◆ **Short exercise**:
Put the material from its beginning up to and including the line with "instruction: mark the region of every instance of the sweater" into a Markdown table with the columns Row and Line. Give each line its row number and leave out blank lines.

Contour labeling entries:
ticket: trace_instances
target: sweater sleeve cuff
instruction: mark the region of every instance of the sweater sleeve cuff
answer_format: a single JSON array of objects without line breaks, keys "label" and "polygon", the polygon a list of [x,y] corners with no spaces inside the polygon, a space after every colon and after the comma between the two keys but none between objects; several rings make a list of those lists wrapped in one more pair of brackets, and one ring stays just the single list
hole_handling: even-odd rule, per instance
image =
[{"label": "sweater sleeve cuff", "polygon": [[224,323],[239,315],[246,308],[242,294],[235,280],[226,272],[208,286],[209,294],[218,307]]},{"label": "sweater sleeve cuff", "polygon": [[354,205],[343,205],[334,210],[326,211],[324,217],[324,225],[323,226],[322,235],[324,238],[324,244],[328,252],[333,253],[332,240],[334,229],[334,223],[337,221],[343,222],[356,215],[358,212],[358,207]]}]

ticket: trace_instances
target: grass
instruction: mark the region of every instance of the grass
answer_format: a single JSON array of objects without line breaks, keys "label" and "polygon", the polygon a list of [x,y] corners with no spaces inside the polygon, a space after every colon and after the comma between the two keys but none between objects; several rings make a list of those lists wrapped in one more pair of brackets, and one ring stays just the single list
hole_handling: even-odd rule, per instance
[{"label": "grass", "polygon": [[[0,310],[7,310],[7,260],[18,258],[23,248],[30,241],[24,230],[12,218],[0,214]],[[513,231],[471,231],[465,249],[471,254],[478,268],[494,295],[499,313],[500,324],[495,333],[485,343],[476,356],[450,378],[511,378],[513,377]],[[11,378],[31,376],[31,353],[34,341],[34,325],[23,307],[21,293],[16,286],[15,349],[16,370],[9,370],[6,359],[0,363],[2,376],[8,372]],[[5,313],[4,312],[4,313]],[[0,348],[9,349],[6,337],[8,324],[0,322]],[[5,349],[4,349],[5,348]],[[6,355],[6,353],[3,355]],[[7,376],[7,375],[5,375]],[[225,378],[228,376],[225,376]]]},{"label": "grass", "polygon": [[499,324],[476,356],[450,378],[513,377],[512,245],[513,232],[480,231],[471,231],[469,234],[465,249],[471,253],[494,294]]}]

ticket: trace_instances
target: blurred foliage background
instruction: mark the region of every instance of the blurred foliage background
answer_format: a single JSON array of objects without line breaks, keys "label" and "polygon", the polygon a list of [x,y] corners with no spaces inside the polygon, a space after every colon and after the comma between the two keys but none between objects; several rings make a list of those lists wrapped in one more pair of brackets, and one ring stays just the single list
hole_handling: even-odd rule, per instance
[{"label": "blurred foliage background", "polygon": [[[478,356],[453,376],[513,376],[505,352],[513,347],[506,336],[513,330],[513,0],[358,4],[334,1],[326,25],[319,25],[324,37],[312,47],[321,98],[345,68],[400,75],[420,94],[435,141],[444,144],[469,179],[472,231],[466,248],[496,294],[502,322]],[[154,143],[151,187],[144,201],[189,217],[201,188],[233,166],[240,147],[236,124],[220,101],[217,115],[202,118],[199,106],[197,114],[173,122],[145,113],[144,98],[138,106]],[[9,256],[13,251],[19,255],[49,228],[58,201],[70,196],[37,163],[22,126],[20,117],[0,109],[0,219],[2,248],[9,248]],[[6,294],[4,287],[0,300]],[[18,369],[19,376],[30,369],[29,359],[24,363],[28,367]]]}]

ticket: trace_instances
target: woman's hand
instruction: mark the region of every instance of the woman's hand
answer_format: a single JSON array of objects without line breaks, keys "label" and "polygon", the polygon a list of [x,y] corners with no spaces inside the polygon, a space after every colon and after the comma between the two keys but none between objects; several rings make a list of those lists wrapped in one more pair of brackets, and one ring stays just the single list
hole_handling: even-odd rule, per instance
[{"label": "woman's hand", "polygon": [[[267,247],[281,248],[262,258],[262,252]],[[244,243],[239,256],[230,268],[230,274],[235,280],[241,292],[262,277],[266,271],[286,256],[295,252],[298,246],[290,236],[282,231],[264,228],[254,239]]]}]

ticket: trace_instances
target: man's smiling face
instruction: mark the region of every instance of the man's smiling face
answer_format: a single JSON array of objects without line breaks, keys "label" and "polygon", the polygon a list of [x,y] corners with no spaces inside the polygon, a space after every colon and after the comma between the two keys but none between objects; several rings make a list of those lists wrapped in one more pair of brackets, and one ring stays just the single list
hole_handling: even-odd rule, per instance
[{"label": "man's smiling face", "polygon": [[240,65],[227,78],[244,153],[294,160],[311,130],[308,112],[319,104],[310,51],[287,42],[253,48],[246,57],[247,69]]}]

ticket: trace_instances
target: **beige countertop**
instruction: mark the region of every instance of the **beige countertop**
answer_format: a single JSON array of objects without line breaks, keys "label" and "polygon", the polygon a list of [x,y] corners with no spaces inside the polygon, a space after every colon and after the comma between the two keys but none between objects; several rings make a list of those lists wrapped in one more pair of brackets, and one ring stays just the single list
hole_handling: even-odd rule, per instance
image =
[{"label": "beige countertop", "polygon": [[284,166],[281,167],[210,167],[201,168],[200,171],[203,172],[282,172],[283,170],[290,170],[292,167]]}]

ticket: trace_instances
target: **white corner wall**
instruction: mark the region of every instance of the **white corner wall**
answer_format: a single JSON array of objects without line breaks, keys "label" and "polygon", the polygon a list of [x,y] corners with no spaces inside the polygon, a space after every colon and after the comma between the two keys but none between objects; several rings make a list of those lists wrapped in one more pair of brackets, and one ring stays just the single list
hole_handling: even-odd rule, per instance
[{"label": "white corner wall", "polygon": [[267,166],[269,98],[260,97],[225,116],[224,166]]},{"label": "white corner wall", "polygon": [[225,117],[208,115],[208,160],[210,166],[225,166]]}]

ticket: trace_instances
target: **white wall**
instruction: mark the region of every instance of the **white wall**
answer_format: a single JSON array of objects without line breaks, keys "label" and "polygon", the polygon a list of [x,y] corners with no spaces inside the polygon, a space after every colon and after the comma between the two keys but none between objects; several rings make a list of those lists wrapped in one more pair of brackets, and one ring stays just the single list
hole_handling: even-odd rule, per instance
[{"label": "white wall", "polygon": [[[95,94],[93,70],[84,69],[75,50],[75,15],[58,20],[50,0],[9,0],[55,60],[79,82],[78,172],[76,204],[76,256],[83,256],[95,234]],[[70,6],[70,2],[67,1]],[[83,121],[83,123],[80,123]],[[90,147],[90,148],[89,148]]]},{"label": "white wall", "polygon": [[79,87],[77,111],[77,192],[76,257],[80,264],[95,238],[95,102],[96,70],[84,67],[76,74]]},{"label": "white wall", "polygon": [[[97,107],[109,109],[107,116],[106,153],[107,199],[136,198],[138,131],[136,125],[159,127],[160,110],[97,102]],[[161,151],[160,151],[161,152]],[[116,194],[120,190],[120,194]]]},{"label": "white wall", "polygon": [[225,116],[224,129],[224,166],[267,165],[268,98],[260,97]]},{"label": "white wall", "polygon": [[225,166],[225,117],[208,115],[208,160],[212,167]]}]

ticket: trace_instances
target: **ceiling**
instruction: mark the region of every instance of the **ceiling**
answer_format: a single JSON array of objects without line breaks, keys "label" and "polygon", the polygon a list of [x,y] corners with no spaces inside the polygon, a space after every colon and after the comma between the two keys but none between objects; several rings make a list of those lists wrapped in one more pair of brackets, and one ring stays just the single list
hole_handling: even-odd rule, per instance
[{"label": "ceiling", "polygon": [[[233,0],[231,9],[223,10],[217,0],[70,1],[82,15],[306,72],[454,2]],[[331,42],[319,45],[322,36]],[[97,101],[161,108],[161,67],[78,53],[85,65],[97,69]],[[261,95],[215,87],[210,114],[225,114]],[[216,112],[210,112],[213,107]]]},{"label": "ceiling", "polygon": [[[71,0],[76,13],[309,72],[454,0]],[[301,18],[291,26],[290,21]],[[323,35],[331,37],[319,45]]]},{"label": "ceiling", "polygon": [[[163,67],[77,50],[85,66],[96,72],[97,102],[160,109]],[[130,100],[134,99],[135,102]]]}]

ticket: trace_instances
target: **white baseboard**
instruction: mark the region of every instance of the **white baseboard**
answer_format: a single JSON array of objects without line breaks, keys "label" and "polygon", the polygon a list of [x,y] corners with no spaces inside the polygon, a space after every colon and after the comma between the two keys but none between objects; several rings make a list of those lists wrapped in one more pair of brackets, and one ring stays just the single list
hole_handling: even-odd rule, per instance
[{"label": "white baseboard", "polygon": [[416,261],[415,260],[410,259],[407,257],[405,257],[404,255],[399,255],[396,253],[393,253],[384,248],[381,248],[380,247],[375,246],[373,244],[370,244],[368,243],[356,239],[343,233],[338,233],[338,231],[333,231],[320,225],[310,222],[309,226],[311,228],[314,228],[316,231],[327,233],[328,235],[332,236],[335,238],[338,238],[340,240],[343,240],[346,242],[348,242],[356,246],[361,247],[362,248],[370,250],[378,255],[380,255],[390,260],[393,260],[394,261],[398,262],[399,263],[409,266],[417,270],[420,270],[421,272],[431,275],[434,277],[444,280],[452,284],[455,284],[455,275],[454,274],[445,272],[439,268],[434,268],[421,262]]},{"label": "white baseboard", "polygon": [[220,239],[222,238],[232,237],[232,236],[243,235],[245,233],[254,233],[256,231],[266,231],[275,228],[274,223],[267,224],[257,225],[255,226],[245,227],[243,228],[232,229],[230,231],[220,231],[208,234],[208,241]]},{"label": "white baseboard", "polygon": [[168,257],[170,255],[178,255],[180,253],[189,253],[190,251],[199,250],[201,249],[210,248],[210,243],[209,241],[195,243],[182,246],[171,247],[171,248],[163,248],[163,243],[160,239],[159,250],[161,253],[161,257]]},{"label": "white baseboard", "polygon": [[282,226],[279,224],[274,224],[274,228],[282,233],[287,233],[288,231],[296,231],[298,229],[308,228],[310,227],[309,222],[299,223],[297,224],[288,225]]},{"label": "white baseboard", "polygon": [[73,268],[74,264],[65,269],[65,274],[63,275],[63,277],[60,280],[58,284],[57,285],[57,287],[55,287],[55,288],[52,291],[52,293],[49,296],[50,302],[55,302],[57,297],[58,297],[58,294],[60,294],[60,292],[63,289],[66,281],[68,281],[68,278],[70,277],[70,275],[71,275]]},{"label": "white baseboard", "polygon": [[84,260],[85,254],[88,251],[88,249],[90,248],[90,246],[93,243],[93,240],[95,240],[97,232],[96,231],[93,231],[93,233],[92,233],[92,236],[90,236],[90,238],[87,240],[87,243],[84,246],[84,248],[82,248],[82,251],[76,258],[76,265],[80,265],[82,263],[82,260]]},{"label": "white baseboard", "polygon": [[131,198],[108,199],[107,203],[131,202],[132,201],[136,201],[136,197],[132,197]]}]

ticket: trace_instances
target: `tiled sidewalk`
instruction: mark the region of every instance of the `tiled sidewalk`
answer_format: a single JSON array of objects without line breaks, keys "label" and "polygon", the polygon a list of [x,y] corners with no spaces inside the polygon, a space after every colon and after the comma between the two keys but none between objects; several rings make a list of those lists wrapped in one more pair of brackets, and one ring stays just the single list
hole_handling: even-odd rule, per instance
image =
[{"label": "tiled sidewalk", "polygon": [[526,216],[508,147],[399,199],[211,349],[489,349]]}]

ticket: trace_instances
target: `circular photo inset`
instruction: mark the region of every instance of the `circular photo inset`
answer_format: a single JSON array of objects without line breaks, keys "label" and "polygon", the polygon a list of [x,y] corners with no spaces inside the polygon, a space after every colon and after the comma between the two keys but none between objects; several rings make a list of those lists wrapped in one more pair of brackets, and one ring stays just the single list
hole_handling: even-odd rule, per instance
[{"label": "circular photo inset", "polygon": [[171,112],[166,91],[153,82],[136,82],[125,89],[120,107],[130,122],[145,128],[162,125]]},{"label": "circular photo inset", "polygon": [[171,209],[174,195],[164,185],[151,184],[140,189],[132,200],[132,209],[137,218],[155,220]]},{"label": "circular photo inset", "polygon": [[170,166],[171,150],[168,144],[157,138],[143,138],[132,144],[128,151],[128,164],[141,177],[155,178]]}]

◆ **Written reply**:
| Row | Line |
|---|---|
| 1 | ticket: trace_instances |
| 2 | target: sweater sleeve cuff |
| 3 | instruction: mark the region of every instance of the sweater sleeve cuff |